Data items

○ ○ ○ ○ ○

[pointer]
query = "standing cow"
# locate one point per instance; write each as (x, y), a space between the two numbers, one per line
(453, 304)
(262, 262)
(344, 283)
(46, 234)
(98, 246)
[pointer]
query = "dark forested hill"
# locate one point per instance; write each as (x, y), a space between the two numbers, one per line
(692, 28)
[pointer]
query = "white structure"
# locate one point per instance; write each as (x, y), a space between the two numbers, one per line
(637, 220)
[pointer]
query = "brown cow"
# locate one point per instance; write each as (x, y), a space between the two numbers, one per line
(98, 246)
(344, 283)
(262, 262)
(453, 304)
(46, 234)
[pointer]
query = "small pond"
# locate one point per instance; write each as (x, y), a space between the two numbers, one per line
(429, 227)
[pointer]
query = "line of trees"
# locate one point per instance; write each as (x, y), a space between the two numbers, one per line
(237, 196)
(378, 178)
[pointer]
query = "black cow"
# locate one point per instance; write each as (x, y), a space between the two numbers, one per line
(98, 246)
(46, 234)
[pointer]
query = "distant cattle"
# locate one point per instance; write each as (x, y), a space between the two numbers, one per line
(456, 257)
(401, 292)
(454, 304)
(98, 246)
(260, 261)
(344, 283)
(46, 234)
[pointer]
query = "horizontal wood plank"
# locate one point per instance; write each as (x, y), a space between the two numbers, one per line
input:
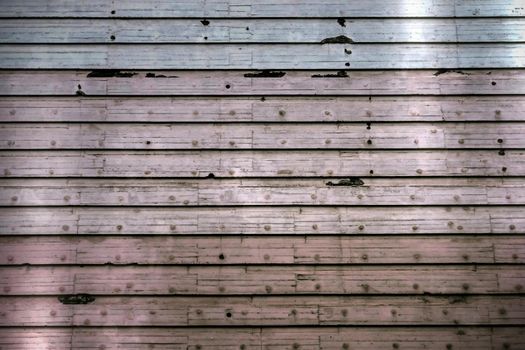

○ ○ ○ ○ ○

EXERCISE DIRECTIONS
A single number is the expected answer: how many lines of the records above contain the word "query".

FINAL ANSWER
9